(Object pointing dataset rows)
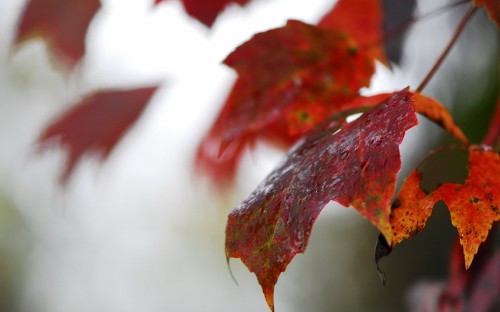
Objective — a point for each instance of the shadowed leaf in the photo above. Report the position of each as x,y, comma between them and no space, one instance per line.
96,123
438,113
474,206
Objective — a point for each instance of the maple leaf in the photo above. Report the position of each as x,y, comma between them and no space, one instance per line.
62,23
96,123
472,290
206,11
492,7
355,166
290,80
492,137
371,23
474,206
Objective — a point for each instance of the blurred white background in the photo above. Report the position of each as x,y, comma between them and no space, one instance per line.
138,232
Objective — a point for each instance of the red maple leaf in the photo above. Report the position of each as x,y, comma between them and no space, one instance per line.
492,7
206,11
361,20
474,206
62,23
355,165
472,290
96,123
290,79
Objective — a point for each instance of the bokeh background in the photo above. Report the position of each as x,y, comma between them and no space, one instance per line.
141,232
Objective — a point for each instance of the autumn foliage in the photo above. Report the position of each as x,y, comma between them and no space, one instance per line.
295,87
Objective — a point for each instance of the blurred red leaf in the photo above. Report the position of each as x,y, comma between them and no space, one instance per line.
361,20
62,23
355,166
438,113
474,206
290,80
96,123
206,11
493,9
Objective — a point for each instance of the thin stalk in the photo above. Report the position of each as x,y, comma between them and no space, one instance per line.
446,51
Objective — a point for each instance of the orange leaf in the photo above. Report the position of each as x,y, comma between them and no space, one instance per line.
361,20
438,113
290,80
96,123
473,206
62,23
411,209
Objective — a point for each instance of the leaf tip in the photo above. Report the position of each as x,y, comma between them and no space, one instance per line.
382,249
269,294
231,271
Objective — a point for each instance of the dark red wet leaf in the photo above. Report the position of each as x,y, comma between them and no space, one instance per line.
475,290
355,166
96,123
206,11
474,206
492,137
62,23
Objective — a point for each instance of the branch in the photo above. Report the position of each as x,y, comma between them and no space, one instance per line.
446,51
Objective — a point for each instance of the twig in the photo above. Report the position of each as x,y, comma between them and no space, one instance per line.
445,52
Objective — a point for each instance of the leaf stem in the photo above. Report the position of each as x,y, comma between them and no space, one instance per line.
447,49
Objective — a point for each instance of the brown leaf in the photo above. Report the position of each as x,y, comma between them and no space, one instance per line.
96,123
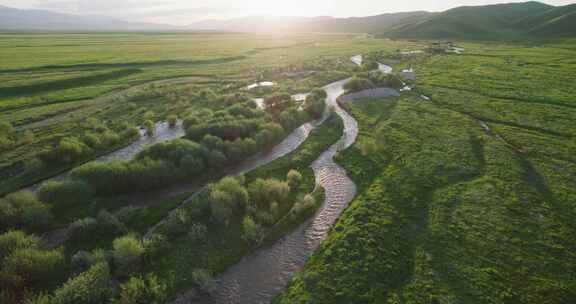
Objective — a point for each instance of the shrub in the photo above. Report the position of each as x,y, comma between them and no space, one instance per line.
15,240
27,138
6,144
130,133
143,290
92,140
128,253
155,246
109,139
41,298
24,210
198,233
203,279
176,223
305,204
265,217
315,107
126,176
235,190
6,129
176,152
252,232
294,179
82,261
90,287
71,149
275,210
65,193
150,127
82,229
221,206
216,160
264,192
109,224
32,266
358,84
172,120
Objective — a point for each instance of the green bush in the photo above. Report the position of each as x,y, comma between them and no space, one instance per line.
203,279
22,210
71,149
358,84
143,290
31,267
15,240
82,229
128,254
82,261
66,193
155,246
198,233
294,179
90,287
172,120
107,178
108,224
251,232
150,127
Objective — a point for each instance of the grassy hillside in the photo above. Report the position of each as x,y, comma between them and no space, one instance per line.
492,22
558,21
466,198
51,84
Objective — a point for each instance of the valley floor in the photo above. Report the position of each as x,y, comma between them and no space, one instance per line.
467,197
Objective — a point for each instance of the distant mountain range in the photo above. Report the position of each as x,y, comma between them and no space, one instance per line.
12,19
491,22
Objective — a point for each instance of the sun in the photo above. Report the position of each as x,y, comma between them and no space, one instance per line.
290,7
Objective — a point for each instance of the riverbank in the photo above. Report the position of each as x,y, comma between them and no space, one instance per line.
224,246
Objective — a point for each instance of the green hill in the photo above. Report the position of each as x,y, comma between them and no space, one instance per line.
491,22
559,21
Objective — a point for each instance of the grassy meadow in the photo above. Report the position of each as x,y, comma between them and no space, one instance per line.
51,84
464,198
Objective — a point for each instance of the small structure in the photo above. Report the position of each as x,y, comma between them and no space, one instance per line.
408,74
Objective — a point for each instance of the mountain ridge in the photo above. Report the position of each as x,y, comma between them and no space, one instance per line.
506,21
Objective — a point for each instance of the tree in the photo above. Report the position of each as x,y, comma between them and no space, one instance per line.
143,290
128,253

> **Exercise requirements**: Extract the full listing exactly, with the pictures left out.

> **Answer to this exercise**:
Objective — a point for each instance of the shadowed leaf in the photo above. Report the position of each as x,y, comma between them and no space, one instance per line.
96,123
438,113
474,206
Objective — a point for each instance of the maple leaf in the photo above. Report the position of each as x,y, comma between them and no space, one instance per line.
62,23
96,123
472,290
206,11
492,7
355,166
290,80
492,137
371,23
474,206
Objective — a point for each instance of the blurred white background in the photo above. Report the position of each as x,y, comma between them and no space, one instance per line.
138,232
Objective — a point for each instance of the red maple leaf in the photo above. Report the position of each as x,y, comma between them and no space, one instance per line.
492,7
206,11
361,20
474,206
62,23
355,165
472,290
96,123
290,79
Objective — a point for each instance of the bokeh background in the photo above. Report the position of each as x,y, comma between them and no space, one instance per line.
141,232
Objective — a point for each instance of the autumn foliage in the photo above. Report the position of each as x,y, comma between them and no space, one instance per line.
295,87
Objective — a point for each instance of the blurred red leaf in the photo above. Report the position of each as x,y, comma between them and no space, one instance per line.
361,20
62,23
355,166
438,113
474,206
290,80
96,123
206,11
493,9
Objective — a point for each instance of the thin stalk in the photo above. Report the position of each as x,y, comma between them and no space, one instance per line.
446,51
Objective — a point for each instance of the orange leaf in the photo above. Report the position of each as x,y, comma between them and no space, one instance per line.
361,20
438,113
290,80
96,123
473,206
62,23
411,209
Objective — a point for each instance of the leaf tip in the photo above. Report the position of each as x,y, comma between them and no space, one instance per line.
382,249
269,294
231,271
Objective — a point for each instance of the dark red wet leaf in the photo above. Report the position of each as x,y, comma between them and no space, one instance per line.
475,290
355,166
96,123
206,11
474,206
492,137
62,23
Objective — a point for each instance of the branch in the photo above. Report the position of each as x,y, comma between them and no space, one instance per line.
446,51
Objective — a point for each instance of the twig in the photo above. Report the position of each as x,y, comma between them and no space, one instance per line.
445,52
Objective — a point for each instance of the leaf stem in the photo above. Report the position of each as x,y, comma between them and no space, one instance per line.
447,49
Objective — a point for each instance of the brown leaf in the photo above. Report the position of each as x,y, comma between them and no space, one instance per line.
96,123
Objective — a point for each instance of the shrub in the photo above. Report the position of each as x,y, comma between them and no space, one instance per line.
15,240
27,138
6,144
130,133
143,290
92,140
128,253
155,246
109,139
41,298
24,210
198,233
203,279
176,223
305,204
265,217
315,107
126,176
235,190
6,129
176,152
252,232
294,179
82,261
90,287
71,149
275,210
65,193
150,127
82,229
221,206
216,160
264,192
109,224
32,266
358,84
172,120
Objective — a point for each instance of the green bush in the photo above. Report the position of each as x,y, comma between them and no space, one instance per line.
203,279
22,210
71,149
358,84
143,290
31,267
15,240
82,229
128,254
82,261
66,193
155,246
198,233
294,179
90,287
172,120
107,178
108,224
251,232
150,127
Objective — a point for each instance of the grassy hillside in the photo above. Report the position of each as x,y, comma between them and no space, one instance per line.
492,22
558,21
466,198
51,84
Objective — a point for each instance of the valley floor in the photo above. Report the position of each as x,y, comma between them and no space, one instance per line.
467,197
Objective — a point for each instance of the distant mountain range in the photo above. Report the position of each as x,y, comma between them and no space, one instance per line.
12,19
491,22
Objective — a point for each instance of the sun in the photo above. Report the position of each as x,y, comma between them and no space, one instance per line.
290,7
Objective — a point for each instance of the riverbank in the photo above. Report the position of each as x,y, comma between them and no space, one instance per line.
224,246
Objective — a point for each instance of the green hill in the photo above. Report the position of each as x,y, comma between them and no space, one instance per line.
491,22
559,21
Objective — a point for each instance of the grassy meadow in the photo above. Report the position of each as x,y, comma between them and no space, one instance per line.
51,84
464,198
Objective — a point for each instance of the small structure in the photo above. Report the position of each as x,y, comma between them and no space, one instance per line.
408,74
Objective — a point for each instance of the mountain ridge in the photo above. Report the position of each as x,y, comma between them and no space, one instance per line.
506,21
Objective — a point for each instance of the tree in the photo above. Report the position of each as x,y, comma between them and no space, one instance per line.
143,290
128,253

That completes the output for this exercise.